◆ What needs to be done ◆
Pick out each line of the records that contains the string "wood", and copy those lines. Uppercase and lowercase letters count as different.

◆ Material provided ◆
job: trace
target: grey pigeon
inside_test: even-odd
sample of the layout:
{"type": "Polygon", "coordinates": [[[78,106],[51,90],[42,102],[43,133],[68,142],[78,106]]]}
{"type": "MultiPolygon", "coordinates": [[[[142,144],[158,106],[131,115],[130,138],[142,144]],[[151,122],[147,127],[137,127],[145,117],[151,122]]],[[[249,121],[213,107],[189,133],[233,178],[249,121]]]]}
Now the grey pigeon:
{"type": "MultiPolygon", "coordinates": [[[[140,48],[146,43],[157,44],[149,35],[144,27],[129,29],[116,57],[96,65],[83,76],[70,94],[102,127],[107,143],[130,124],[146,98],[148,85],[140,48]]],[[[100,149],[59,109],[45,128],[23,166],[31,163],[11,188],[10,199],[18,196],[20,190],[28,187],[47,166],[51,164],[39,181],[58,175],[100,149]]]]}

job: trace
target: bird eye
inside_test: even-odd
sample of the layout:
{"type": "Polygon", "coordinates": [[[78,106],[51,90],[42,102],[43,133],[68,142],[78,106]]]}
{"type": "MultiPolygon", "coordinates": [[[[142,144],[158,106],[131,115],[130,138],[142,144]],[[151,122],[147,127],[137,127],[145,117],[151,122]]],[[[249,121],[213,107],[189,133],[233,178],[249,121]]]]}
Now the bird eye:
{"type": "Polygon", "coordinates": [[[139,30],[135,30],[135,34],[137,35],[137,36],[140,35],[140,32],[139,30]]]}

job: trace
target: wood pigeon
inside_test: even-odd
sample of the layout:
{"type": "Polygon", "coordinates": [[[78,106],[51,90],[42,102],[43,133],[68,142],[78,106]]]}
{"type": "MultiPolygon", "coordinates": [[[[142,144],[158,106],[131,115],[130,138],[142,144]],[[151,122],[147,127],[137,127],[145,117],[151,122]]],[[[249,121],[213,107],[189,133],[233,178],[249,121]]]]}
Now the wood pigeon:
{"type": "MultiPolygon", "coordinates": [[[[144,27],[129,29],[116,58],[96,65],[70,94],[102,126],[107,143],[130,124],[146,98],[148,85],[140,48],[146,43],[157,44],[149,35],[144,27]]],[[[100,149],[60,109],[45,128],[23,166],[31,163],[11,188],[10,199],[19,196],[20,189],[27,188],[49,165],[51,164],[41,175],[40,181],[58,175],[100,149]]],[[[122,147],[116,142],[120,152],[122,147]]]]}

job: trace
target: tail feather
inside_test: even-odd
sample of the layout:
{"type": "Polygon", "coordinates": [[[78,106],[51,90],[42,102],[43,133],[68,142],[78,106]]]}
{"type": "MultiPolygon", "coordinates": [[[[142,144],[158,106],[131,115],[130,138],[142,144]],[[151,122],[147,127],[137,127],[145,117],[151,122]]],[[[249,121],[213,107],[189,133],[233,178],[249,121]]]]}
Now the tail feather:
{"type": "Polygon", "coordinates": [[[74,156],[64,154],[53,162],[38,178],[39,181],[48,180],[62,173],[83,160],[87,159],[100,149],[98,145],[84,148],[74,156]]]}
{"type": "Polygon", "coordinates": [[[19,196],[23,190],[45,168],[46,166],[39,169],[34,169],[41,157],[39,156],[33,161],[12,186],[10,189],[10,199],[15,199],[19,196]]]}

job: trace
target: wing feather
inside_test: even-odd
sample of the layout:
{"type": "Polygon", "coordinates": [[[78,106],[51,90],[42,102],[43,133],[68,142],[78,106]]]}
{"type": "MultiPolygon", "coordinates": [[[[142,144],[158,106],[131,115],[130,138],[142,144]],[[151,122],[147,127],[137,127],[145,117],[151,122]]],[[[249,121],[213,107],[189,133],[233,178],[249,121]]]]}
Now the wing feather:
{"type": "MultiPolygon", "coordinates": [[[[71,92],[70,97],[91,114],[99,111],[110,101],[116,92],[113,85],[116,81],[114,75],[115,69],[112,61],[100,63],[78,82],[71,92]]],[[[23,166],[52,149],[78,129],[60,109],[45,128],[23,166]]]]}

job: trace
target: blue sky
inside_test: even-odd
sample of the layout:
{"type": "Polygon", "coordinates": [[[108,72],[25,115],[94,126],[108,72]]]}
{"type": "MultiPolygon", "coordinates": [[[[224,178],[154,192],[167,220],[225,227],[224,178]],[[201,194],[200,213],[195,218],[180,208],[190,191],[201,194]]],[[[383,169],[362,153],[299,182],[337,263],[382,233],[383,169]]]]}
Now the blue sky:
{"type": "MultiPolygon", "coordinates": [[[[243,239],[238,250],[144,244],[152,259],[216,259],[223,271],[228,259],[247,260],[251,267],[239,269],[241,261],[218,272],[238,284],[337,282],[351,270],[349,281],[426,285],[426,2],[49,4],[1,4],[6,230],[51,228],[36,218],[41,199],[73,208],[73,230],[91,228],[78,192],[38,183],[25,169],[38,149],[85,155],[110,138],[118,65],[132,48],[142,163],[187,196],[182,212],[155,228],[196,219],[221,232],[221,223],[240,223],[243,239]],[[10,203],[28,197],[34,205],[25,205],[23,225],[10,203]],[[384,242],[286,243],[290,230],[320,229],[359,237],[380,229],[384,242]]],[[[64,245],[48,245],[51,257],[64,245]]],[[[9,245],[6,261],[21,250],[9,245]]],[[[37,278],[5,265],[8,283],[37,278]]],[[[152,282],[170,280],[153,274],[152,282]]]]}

◆ Task result ◆
target: wood pigeon
Now the wood pigeon:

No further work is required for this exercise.